> SELECTED PASSAGE:
+-------+
- Venue: Caudan Arts Centre
- Country: Mauritius
- Hosted by: Yanish Engutsamy, Neelam Sharma, Ton Simon, Jo Coopoosamy amongst others.
- First award: 23 December 2019
- Winners: Kushal Awatarsing, Nitish Seedam, Mayur Rughoo, Shehzad and Shehzannah Ellaheebux, Maieza Jerome, Yash Soochit, Shehzaadi Jawdy, Julien Antonio et Gwendolyn Rene, Shanaya Balloo & Ismil Bhaukaurally

Television/radio coverage
- Produced by: Radio Plus (Mauritius)

= TikTok Awards Night =

2019 awards event in Mauritius

The TikTok Awards Night ceremony was first held
in Mauritius on 23 December 2019 by Radio Plus (Mauritius), at the Caudan Arts Centre in Port Louis, honoring different tiktokers in different categories and encouraging them for their effort of providing entertainment through their videos on the TikTok social app.
+-------+
> ENTRIES:

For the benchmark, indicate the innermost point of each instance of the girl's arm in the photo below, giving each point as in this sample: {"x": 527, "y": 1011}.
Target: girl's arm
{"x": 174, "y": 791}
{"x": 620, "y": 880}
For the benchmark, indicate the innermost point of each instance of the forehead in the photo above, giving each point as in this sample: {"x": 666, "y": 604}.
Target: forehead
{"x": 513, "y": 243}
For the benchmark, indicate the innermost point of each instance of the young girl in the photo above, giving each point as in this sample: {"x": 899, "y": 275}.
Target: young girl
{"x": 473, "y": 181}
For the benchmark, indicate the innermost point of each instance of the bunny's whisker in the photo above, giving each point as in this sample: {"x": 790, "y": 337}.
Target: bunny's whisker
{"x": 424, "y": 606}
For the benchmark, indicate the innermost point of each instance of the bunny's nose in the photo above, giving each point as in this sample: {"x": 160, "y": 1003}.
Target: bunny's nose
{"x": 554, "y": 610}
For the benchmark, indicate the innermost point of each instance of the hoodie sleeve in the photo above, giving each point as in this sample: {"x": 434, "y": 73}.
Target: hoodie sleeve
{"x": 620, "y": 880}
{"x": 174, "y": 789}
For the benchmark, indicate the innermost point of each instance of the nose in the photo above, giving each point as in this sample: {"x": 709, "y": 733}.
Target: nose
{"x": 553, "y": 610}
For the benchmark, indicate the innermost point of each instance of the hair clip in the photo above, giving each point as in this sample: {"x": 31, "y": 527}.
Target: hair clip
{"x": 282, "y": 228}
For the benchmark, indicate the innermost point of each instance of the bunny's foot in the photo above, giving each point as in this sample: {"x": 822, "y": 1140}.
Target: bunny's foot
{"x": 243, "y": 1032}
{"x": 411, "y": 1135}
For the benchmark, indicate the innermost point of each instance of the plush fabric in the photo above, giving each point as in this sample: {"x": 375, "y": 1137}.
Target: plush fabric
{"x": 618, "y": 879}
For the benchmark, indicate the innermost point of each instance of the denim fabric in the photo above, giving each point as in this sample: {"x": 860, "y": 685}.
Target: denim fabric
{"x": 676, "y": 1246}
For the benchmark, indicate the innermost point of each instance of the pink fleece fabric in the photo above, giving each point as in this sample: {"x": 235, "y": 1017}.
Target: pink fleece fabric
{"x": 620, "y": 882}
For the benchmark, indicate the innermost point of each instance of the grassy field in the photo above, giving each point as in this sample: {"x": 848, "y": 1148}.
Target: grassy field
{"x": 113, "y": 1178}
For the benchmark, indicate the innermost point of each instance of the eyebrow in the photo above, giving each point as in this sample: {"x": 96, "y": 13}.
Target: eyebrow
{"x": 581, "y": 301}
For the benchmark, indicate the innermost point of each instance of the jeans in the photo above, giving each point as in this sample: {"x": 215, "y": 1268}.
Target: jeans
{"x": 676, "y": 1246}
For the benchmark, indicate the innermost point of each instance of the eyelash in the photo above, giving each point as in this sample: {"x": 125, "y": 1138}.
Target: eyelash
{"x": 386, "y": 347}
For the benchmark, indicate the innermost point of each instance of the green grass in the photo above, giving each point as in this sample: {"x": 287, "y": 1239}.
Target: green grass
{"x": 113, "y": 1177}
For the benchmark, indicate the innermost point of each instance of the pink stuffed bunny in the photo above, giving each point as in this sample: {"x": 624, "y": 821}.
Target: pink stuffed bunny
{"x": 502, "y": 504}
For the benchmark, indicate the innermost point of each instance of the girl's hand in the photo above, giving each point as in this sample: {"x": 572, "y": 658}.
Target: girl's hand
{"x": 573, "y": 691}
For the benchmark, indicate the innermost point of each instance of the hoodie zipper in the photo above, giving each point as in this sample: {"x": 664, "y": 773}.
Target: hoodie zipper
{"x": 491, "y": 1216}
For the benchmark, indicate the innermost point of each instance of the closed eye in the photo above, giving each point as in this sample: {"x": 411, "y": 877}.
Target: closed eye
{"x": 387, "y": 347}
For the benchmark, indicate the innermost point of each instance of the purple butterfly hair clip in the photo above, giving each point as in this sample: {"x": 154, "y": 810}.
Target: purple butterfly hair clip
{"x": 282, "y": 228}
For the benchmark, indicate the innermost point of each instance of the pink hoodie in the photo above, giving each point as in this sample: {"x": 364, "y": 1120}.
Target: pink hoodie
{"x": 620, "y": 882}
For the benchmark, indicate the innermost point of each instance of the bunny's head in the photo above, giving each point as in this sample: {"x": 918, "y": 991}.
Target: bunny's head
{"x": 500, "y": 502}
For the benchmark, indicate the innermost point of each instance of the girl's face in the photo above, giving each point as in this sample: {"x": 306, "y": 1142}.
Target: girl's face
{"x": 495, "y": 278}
+-------+
> REQUIRED TASK: Reproduce the portion of the TikTok Awards Night text above from "The TikTok Awards" to "TikTok social app.".

> THE COMPLETED TASK:
The TikTok Awards Night ceremony was first held
in Mauritius on 23 December 2019 by Radio Plus (Mauritius), at the Caudan Arts Centre in Port Louis, honoring different tiktokers in different categories and encouraging them for their effort of providing entertainment through their videos on the TikTok social app.